● Excerpt provided:
________

The site at St Cyrus is to be used as a model.
The site at St Cyrus is to be used as a model.

A Mearns Travellers’ site has been held up as a model for more camps in Aberdeenshire.

The council’s Traveller subcommittee has agreed to draft a planning application for a “two-week” halting site costing £351,342 near Old Deer.

They were urged to look to the recently approved North Esk Park camp near St Cyrus as a model for future stopover areas.

Members also backed a commitment to “immediate site provision” for Travellers in the region.

Plans for sites at Ellon, Thainstone and Laurencekirk have all been discarded, and two others planned for Blackdog and Chapelton of Elsick may not take shape for years.

Proposals to open Aikey Brae to Travellers were first announced in 2014, but a backlash from locals forced the council to shelve the scheme.

Committee chairman Allan Hendry said members had no choice but to back the proposals, and added the local authority must keep searching for other possible locations.

He said that authorised encampments were the only way to help police deal with unofficial ones in the region.

________

● Source data:
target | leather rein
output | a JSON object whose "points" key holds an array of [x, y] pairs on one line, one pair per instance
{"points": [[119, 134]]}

________

● Parts of the exercise:
• A. According to the article on Traveller sites in Aberdeenshire, how much is the planned two-week halting site near Old Deer expected to cost?
• B. Extend the article on Traveller sites in Aberdeenshire, picking up after its final sentence.

● Solved tasks:
• A. £351,342

• B.
Mr Hendry said: “We have got to find somewhere for them to go. We can’t keep chasing them about.”

The council recently agreed to authorise North Esk Park at St Cyrus, which was established without planning permission in 2013.

Mearns councillor George Carr called for North Esk Park to be taken into account by the council when considering future sites.

He said: “I think at St Cyrus there has been evidence of fairly good practice.

“I just wondered if we have had much feedback from the Gypsy Traveller community themselves on whether they have been interested in taking a more proactive role on the (Aikey Brae) site or various options along those lines?

“If you look at St Cyrus a lot of money has been spent there, there may be someone there who is willing to invest.

“We need to be looking at different options.”